▸ Passage
● ● ● ● ● ● ●
Cloudflare Workers AI 🇺🇸

Edge inference baked into Cloudflare Workers. Globally low-latency via the Cloudflare network. 10K "neurons"/day free.

Detail	Info
Free Models	Llama 3.3 70B, Qwen QwQ 32B, Phi-2, Gemma 7B + 47 more
Rate Limits	10,000 neurons/day (1 neuron ≈ 1 output token)
OpenAI Compat	⚠️ Partial — own REST API format, not drop-in
SDKs	JS/TS (Workers SDK), Python (via REST), REST
Speed Tier	🟡 Medium — edge inference, latency varies by region

Kluster AI 🇺🇸

Newer inference provider with access to flagship open-weight models. Rate limits not publicly documented.

Detail	Info
Free Models	DeepSeek-R1, Llama 4 Maverick, Qwen3-235B + 2 more
Rate Limits	Undocumented
OpenAI Compat	✅ Yes
SDKs	Python (via `openai`), REST
Speed Tier	🟡 Medium

LLM7.io 🇬🇧

UK-based inference provider. Token-based rate limiting — free token increases RPM from 15 to 30.

Detail	Info
Free Models	DeepSeek R1, Gemini Flash-Lite, Qwen2.5 Coder + 27 more
Rate Limits	15 RPM (30 RPM with free token)
OpenAI Compat	✅ Yes
SDKs	Python (via `openai`), REST
Speed Tier	🟡 Medium

Pollinations AI 🇩🇪

Berlin-based open-source platform. Unique in covering text, image, video, and audio generation all under one free API. No sign-up required for basic use — just hit the endpoint. API key unlocks higher limits and model access.
● ● ● ● ● ● ●
▸ Task set
A - In the provider list, condense the paragraph beginning "Berlin-based open-source platform" into a short bulleted list that keeps its main facts.
B - Extend the provider list onward from its last sentence, keeping the same format and voice.

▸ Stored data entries
● ● ● ● ● ● ●
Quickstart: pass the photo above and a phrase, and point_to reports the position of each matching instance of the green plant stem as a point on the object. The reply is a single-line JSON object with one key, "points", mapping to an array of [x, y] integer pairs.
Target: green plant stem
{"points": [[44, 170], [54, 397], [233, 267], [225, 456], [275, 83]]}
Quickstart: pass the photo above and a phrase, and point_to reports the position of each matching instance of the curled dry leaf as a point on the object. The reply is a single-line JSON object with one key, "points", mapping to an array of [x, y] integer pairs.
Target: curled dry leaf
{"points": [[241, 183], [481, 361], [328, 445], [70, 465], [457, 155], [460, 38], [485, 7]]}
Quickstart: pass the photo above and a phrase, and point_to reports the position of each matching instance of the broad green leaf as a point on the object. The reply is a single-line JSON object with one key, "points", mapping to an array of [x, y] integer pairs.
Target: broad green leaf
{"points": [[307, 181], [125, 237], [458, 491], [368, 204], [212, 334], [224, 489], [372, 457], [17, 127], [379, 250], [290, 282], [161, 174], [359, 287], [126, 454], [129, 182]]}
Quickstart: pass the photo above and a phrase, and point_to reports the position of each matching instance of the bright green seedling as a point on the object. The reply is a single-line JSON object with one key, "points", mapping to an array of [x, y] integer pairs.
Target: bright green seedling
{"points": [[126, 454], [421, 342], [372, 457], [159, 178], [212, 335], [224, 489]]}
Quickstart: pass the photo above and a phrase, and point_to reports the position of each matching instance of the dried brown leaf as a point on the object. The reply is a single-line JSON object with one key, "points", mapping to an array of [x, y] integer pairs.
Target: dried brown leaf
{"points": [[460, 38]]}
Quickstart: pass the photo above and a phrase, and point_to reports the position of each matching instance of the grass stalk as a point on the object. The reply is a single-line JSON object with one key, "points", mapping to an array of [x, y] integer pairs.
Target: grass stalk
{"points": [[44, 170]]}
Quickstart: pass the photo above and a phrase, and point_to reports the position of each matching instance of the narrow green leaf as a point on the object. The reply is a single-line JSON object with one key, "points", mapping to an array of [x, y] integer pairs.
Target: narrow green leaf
● ● ● ● ● ● ●
▸ Results by task
A -
- Berlin-based open-source platform
- Only one covering text, image, video, and audio generation under a single free API
- Basic use requires no sign-up; requests go straight to the endpoint
- An API key unlocks higher limits and model access

B -
Detail	Info
Free Models	openai, openai-large, openai-reasoning, gemini, gemini-large, mistral, llama (text) · flux, gpt-image, seedream, kontext (image) · wan-fast (video) · tts-1, 30+ ElevenLabs voices (audio)
Rate Limits	Per-IP, resets hourly. Undocumented exact cap — authenticated requests get priority limits
OpenAI Compat	✅ Yes — `https://gen.pollinations.ai/v1` (text & audio endpoints)
SDKs	Python (via `openai`), JS/TS (via `openai`), REST, MCP server
Speed Tier	🟡 Medium

💡 Standout feature: The only free API on this list with image, video, and audio generation alongside text — all from one key. Also has an MCP server for use directly inside Claude and other AI assistants.

Speed Tier Legend

Tier	Typical Output Speed	Hardware
🟢 Fast	300–600 tok/sec	Custom silicon (LPU/Wafer-scale)
🟡 Medium	50–150 tok/sec	Standard cloud GPUs (A100/H100)
🔴 Slow	< 50 tok/sec or variable	Shared queues, CPU offload, cold starts

Speed tiers are approximate. Real-world performance varies based on model size, prompt length, and time of day.

Quick Comparison — Free LLM APIs at a Glance

All 12 free LLM API providers side by side. Sorted by category (provider-first, then inference). Use this to pick the right free AI API for your use case before diving into the full entry above.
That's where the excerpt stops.